• **HOW TO COMPLETE THIS TASK**:
From the first line of the records down to the one that holds "Target: steering wheel", transcribe each line exactly and add nothing.

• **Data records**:
▬▬▬▬▬▬▬▬▬▬

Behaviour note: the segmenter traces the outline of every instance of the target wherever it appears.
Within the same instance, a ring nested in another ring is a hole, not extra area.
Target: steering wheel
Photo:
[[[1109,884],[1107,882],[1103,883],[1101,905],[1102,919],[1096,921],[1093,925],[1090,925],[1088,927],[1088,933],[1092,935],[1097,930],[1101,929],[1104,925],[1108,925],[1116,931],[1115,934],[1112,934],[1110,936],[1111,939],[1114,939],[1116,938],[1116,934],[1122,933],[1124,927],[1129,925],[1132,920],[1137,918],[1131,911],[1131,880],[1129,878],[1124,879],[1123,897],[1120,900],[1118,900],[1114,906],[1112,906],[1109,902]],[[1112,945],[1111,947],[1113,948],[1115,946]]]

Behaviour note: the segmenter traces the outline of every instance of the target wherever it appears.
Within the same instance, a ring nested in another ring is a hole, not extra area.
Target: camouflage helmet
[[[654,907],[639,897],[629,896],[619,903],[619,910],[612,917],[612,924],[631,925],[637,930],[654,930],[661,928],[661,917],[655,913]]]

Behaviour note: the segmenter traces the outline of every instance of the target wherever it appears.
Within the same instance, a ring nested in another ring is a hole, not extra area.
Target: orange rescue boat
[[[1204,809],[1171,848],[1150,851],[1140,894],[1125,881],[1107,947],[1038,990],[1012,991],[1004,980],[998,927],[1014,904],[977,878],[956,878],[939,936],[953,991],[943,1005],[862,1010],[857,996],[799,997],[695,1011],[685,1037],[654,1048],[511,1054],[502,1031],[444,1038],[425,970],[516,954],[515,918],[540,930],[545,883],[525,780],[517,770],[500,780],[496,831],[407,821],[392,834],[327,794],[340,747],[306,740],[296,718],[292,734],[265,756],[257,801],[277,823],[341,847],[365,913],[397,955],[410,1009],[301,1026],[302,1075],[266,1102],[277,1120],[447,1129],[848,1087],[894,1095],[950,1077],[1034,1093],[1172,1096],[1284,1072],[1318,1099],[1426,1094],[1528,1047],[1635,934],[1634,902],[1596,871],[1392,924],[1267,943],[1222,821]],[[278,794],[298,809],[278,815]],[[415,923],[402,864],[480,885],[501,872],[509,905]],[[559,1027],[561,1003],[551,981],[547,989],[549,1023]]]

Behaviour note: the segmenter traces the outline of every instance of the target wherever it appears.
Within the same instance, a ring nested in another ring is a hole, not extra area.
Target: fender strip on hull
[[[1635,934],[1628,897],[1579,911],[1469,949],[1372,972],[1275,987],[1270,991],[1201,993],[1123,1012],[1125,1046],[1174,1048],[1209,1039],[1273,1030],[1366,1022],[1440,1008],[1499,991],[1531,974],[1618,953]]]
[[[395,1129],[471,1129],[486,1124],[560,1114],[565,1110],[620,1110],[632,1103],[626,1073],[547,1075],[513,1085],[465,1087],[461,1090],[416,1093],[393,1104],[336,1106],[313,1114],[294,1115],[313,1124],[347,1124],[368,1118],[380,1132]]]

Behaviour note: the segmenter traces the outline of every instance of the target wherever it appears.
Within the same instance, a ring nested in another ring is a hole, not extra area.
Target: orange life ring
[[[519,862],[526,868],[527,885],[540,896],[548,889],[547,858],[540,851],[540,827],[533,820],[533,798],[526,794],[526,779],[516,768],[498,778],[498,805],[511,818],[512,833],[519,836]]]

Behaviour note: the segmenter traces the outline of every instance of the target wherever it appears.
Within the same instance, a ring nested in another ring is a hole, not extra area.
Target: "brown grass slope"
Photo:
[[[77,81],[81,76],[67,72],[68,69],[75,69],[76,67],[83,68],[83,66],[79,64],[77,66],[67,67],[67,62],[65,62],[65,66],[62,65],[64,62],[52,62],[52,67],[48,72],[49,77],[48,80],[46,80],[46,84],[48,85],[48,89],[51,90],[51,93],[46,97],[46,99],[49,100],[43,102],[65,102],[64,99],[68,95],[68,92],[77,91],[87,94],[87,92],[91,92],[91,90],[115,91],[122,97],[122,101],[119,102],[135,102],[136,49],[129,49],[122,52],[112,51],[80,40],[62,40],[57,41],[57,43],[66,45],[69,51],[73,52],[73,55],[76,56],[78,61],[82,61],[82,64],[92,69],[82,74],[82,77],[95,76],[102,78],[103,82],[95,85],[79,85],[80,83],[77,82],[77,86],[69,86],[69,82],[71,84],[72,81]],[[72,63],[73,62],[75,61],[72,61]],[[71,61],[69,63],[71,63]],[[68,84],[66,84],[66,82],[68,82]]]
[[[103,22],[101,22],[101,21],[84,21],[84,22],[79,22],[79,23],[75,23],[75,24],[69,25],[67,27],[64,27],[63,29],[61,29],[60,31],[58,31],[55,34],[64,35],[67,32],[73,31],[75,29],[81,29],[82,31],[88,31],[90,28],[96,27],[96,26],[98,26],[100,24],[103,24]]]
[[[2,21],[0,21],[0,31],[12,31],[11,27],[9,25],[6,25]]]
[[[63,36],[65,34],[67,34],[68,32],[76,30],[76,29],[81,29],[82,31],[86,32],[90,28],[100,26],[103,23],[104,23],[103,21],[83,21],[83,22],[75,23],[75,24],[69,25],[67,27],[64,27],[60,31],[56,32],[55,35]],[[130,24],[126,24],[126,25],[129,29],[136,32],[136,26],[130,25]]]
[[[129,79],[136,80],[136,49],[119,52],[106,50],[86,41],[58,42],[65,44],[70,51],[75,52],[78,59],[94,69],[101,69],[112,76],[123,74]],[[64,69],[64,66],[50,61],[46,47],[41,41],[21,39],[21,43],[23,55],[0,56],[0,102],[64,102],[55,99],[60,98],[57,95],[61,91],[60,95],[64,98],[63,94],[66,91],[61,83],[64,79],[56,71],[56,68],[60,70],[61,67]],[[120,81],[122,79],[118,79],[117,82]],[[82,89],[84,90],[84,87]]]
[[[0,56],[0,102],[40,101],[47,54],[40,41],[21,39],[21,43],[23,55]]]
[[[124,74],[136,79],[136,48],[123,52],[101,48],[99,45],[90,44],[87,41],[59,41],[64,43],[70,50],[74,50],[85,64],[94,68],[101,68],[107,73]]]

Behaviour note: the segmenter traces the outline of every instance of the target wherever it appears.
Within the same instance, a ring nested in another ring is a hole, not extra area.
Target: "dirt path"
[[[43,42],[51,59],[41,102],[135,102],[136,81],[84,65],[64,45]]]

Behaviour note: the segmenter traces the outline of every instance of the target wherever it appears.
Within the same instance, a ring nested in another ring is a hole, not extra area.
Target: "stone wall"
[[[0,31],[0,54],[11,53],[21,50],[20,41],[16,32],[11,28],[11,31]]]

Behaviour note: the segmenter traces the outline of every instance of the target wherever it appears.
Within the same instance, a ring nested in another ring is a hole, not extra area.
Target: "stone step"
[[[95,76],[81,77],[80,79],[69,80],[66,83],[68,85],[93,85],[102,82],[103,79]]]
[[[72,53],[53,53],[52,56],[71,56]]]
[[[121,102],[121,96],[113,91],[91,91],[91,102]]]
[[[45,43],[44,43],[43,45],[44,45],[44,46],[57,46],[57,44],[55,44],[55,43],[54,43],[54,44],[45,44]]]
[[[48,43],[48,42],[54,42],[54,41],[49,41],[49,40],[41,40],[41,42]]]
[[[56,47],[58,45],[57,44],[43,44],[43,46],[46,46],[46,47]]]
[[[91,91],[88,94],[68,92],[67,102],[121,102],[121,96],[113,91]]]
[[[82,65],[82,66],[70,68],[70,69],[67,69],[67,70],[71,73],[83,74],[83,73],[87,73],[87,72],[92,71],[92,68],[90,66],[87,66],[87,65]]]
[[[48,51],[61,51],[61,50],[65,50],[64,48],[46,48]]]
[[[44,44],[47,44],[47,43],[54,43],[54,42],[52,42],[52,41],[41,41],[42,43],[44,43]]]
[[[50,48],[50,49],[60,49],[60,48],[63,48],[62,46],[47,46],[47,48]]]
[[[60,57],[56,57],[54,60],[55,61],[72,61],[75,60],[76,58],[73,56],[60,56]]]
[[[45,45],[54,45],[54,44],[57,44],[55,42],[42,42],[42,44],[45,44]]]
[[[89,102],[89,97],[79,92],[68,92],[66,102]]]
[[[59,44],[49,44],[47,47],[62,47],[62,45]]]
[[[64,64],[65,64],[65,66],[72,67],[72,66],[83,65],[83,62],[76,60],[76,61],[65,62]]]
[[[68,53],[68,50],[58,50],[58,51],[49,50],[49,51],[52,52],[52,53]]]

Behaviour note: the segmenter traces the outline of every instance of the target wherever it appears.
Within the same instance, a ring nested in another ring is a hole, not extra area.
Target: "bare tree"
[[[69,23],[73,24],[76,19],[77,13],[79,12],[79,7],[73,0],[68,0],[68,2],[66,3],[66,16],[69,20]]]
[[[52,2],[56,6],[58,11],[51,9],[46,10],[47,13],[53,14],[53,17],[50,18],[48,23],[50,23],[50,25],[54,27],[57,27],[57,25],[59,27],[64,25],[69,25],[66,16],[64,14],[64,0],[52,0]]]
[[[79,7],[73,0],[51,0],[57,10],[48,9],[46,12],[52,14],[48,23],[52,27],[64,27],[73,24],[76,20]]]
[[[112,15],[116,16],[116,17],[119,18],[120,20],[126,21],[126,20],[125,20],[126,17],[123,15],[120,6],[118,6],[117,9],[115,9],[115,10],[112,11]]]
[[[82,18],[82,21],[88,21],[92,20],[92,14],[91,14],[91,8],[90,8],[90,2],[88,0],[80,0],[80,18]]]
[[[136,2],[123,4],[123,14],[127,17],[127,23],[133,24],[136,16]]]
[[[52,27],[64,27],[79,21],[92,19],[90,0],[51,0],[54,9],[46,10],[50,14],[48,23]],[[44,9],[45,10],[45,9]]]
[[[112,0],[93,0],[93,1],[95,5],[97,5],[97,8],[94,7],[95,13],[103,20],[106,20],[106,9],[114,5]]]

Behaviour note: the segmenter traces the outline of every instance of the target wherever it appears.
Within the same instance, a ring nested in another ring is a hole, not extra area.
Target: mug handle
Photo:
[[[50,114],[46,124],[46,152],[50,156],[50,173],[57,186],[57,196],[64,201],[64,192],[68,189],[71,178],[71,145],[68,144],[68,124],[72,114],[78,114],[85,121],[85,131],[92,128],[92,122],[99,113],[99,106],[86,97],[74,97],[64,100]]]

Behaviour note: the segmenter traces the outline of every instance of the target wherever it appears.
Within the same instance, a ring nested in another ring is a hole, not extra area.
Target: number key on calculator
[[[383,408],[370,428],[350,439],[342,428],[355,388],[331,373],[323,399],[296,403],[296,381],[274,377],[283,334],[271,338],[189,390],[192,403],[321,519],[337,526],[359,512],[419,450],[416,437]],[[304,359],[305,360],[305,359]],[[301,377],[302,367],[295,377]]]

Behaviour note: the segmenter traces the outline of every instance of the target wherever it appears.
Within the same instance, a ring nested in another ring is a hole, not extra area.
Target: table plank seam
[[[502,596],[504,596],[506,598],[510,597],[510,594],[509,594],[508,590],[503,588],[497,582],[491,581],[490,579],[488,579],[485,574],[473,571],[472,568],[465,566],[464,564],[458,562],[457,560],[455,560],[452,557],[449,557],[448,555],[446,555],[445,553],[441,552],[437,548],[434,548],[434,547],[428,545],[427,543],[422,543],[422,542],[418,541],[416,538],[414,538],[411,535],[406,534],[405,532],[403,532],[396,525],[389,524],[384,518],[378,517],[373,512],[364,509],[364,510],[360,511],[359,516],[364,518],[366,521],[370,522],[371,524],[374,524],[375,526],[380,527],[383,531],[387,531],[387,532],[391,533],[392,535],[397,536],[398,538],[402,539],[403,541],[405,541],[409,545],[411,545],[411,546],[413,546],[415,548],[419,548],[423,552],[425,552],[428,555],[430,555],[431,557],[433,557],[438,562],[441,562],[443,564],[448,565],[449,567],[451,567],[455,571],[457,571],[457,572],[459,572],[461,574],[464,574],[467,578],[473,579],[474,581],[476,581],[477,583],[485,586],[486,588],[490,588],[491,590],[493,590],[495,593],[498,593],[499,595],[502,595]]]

▬▬▬▬▬▬▬▬▬▬

• **RESPONSE**:
Behaviour note: the segmenter traces the outline of every instance of the target wherever it appears.
Within the same instance, a ring nested in another ring is a hole, not extra area.
Target: steering wheel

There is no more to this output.